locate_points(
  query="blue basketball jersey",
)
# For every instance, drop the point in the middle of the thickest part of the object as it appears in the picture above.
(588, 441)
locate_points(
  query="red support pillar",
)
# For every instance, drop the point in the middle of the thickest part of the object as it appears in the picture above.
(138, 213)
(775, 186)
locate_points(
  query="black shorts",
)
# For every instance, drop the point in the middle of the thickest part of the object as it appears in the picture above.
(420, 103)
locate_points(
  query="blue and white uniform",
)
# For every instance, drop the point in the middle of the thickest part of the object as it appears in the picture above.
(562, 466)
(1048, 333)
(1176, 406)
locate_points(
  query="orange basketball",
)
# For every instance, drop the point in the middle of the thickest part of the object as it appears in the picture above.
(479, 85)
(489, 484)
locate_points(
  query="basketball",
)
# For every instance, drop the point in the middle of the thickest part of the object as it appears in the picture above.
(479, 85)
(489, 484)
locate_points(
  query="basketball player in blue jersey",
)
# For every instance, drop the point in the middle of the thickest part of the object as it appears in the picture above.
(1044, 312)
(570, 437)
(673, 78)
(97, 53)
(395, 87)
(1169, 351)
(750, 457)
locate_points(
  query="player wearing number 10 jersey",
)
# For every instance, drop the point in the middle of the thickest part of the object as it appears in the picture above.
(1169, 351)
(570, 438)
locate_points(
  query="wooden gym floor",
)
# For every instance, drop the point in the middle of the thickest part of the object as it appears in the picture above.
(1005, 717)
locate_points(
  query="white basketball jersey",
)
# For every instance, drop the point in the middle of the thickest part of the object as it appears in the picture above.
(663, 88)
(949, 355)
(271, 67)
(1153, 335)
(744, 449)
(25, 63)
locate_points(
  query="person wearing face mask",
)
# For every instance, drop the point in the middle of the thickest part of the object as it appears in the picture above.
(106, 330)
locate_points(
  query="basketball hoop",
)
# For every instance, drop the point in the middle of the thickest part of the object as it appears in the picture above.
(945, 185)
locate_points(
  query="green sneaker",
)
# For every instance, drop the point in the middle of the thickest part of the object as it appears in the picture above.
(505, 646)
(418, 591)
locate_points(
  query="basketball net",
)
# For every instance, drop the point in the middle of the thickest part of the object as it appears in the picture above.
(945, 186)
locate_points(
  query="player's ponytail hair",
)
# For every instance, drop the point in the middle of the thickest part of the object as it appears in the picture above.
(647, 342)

_GIVEN EXERCISE_:
Copy out the whole listing exactly as written.

_FINISHED ANSWER_:
locate_points(
  query="blue basketball jersey",
)
# For every instance, drop the point in the middle of the thickest part of the object as it appears in the picture above.
(588, 441)
locate_points(
  query="red support pillar",
)
# For every instance, drop the point in the middle of the thickest part of the object as it appears in the picture above.
(138, 213)
(775, 186)
locate_points(
  query="black shorts",
)
# For every instance, drop the point in the middle of the thickest part of the object as it appears in the picture above.
(420, 103)
locate_points(
  query="blue and white uniform",
)
# For every instance, drop the point in the middle of the thickest part of the object as it appears in the picture above.
(562, 466)
(1048, 333)
(1176, 406)
locate_points(
  query="orange basketball",
)
# For every instance, drop the point in the middle of the thickest part of the object as it appears in the picture above.
(479, 85)
(489, 484)
locate_points(
  query="basketball",
)
# For every instance, drop the point in the middle of the thickest part of the object as it appears in the picture above.
(479, 85)
(489, 484)
locate_points(
  query="basketball player in blue jersey",
)
# For every instance, drop the point in the middle of the thickest part of the object as it appears in the picture above.
(1044, 312)
(570, 437)
(673, 78)
(97, 53)
(395, 87)
(1169, 351)
(750, 457)
locate_points(
  query="player wearing number 10 jersey",
)
# For every instance, drop the point in the middle of the thickest part of the object as it appears in the picture above.
(1169, 351)
(570, 438)
locate_points(
  query="wooden gym floor",
)
# For every instance, drop the point in the middle of the thickest part of the object as it appears in the picture above.
(1005, 717)
locate_points(
  query="white basketball jersey",
)
# For every instance, drop the point in the middle of the thickest part of the object as it appears in the picture above.
(663, 88)
(949, 355)
(271, 67)
(1153, 335)
(744, 449)
(25, 63)
locate_points(
  query="person wearing face mask",
)
# For every instance, drop the point in the middle of the thickest part of the object as it appears in the picture above.
(106, 330)
locate_points(
  query="basketball hoop",
)
# For every instance, drop the point in the middle of the thickest part of the object as it appears in the picture above.
(945, 185)
locate_points(
  query="green sneaker",
)
# For every instance, drop the point in the middle of the thickest part of the object as it appears in the picture above.
(505, 646)
(418, 591)
locate_points(
  query="basketball net",
)
# For every instance, drop the point in the middle of the thickest part of the object as it appears in the picture above.
(945, 186)
locate_points(
  query="player's ponytail hair",
)
# For every instance, drop the point in the middle of the thickest part of the object as it appears in the picture above.
(647, 342)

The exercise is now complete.